(Exercise inputs Opens)

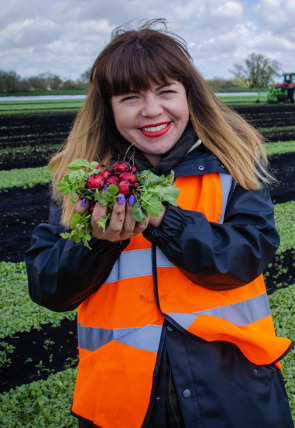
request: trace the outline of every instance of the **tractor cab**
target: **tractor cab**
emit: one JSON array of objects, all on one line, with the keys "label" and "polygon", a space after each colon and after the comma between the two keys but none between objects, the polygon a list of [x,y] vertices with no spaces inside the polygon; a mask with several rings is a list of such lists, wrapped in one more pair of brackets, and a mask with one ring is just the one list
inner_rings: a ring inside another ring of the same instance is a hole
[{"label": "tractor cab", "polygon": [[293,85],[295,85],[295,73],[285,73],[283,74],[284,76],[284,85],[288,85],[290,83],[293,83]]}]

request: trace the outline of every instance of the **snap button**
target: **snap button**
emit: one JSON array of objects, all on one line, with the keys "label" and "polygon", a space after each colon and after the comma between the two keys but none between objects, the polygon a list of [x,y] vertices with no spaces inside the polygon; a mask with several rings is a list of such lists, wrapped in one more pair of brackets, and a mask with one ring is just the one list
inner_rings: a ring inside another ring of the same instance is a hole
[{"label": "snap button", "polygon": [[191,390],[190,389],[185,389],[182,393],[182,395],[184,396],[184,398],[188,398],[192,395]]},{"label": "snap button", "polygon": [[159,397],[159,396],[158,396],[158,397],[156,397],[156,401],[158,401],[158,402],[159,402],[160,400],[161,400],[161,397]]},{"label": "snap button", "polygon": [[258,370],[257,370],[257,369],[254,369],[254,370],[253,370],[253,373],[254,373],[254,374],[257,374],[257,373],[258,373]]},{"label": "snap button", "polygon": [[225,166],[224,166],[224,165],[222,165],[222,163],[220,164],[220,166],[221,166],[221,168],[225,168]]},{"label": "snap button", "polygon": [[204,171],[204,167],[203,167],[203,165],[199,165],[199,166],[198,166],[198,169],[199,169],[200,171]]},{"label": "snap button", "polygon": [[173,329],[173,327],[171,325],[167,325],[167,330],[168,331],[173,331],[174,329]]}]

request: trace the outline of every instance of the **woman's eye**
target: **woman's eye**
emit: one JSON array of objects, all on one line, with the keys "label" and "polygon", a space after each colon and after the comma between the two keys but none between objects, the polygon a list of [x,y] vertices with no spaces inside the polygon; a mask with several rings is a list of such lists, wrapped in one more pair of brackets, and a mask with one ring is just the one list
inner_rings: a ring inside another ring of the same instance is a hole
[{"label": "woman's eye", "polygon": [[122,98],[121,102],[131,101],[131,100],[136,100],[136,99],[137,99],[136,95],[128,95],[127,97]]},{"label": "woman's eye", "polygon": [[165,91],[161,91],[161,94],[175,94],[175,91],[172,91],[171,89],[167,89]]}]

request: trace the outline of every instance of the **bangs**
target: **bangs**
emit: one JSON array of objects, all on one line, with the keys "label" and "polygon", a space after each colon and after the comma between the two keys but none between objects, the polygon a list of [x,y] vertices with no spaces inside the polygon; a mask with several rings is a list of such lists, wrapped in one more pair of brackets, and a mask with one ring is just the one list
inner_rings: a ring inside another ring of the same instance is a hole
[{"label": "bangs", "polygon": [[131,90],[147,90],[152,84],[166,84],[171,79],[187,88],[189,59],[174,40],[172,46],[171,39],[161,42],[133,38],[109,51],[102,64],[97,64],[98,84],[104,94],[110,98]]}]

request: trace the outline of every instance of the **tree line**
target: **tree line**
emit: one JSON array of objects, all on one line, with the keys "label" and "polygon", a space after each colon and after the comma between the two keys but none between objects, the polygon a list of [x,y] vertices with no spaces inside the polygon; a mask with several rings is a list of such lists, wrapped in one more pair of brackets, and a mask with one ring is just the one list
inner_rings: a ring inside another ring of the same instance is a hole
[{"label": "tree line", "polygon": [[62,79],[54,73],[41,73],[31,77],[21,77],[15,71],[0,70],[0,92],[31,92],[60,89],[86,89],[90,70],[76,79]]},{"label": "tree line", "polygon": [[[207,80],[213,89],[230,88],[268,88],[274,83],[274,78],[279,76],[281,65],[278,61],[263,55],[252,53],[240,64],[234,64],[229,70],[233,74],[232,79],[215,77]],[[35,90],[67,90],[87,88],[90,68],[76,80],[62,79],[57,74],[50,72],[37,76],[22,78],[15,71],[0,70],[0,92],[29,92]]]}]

(Exercise inputs Closes)

#### Instructions for the task:
Your task is to transcribe exactly the lines from the one with "target: **bangs**" through the end of the data, both included, and nothing besides.

#### The answer:
target: **bangs**
emit: one JSON array of objects, all on one line, with the keys "label" and "polygon", a space after each colon and after the comma between the two keys but none between objects, the polygon a list of [x,y] vertices with no spaces inside the polygon; a mask with several rings is a list of such lists, wrapped in one more pair of brackets, and a mask with one ring is just the one list
inner_rings: a ring inside another ring of the same instance is a hole
[{"label": "bangs", "polygon": [[131,90],[147,90],[152,84],[166,84],[171,79],[187,88],[189,59],[174,40],[172,46],[171,39],[161,42],[133,38],[109,51],[102,64],[97,64],[98,84],[104,94],[110,98]]}]

request: trace the outline of every instance of the **tree line**
target: **tree line**
emit: one JSON array of objects, all on one line, with the keys "label" and "polygon", a space after each colon and after the comma between the two keys but none between objects, the polygon a list of [x,y] vertices with no spaces inside the polygon; a mask with several rings is a list of such lists, wrapped in one more pair of brackets, and a mask with one ring is just the one list
inner_rings: a ring inside another ring of the same instance is a hole
[{"label": "tree line", "polygon": [[62,79],[54,73],[41,73],[31,77],[21,77],[15,71],[0,70],[0,92],[31,92],[60,89],[86,89],[90,70],[76,79]]},{"label": "tree line", "polygon": [[[207,80],[213,89],[230,88],[268,88],[274,83],[274,78],[279,76],[281,65],[278,61],[263,55],[252,53],[240,64],[234,64],[229,70],[233,74],[232,79],[215,77]],[[35,90],[67,90],[87,88],[90,68],[76,80],[62,79],[57,74],[50,72],[37,76],[22,78],[15,71],[0,70],[0,92],[29,92]]]}]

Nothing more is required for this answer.